[EXERCISE REQUIREMENTS] Transcribe all of the material exactly.

[THE RECORDS]

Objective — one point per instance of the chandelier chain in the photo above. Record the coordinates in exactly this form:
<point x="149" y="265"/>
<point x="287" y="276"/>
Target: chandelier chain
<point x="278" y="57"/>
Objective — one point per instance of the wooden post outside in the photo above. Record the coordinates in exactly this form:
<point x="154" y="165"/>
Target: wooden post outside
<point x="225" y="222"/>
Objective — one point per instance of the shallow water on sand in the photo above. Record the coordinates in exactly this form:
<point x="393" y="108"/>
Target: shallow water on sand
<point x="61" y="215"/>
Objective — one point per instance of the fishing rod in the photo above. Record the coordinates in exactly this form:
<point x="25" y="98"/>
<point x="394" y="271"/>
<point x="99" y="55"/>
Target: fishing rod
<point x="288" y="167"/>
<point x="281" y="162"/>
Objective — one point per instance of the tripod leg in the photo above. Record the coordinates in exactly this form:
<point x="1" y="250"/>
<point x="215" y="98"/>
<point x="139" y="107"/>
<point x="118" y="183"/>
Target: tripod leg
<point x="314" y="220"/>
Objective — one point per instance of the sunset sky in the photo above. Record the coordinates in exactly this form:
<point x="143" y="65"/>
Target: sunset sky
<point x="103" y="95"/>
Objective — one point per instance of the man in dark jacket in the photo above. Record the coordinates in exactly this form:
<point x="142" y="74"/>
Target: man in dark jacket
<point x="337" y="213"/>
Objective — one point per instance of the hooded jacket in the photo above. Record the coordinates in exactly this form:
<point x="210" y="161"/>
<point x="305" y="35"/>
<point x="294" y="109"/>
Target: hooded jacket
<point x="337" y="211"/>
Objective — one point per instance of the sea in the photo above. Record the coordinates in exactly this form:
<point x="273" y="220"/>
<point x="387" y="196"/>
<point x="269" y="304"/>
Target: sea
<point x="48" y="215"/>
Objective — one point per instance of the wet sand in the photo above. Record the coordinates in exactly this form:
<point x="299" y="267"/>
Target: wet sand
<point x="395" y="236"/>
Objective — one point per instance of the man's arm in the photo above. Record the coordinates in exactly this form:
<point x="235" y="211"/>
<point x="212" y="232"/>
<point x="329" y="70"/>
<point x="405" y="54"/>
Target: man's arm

[ANSWER TO THIS TASK]
Objective — one point per instance of the chandelier chain in the photo above. Record the coordinates in exactly this form:
<point x="149" y="265"/>
<point x="287" y="276"/>
Target: chandelier chain
<point x="278" y="57"/>
Objective — one point per instance of the wooden post outside in the photo above. Record the coordinates in exactly this form:
<point x="154" y="165"/>
Target: wooden post outside
<point x="225" y="222"/>
Objective — one point per instance of the shallow water on sand in the photo above. Record the coordinates in exactly this form:
<point x="393" y="108"/>
Target: shallow water on sand
<point x="61" y="215"/>
Objective — one point per instance of the fishing rod in the photo above. Record the coordinates in exactly this form:
<point x="25" y="98"/>
<point x="394" y="271"/>
<point x="99" y="55"/>
Target: fishing rod
<point x="288" y="167"/>
<point x="281" y="162"/>
Objective — one point per instance of the tripod leg in the photo above. Record the coordinates in exactly this form:
<point x="1" y="250"/>
<point x="215" y="98"/>
<point x="139" y="107"/>
<point x="118" y="183"/>
Target: tripod leg
<point x="314" y="220"/>
Objective — one point per instance of the sunset sky in the photo above. Record the coordinates in exactly this form:
<point x="143" y="65"/>
Target: sunset sky
<point x="103" y="95"/>
Objective — one point per instance of the man in dark jacket in the photo above. Record the coordinates in exactly this form:
<point x="142" y="74"/>
Target: man in dark jacket
<point x="337" y="213"/>
Objective — one point per instance of the hooded jacket in the photo above. Record the coordinates in exactly this form:
<point x="210" y="161"/>
<point x="305" y="35"/>
<point x="294" y="109"/>
Target: hooded jacket
<point x="337" y="211"/>
Objective — one point per instance of the sea in the photo above. Record the coordinates in exactly this form:
<point x="273" y="220"/>
<point x="387" y="196"/>
<point x="269" y="304"/>
Target: sea
<point x="48" y="215"/>
Objective — one point per instance of the wet sand in the photo above. Record the coordinates in exactly this form:
<point x="299" y="267"/>
Target: wet sand
<point x="395" y="236"/>
Objective — one point per instance of the man's arm in the photo above. Record the coordinates in exactly this form:
<point x="235" y="211"/>
<point x="212" y="232"/>
<point x="329" y="70"/>
<point x="405" y="54"/>
Target: man's arm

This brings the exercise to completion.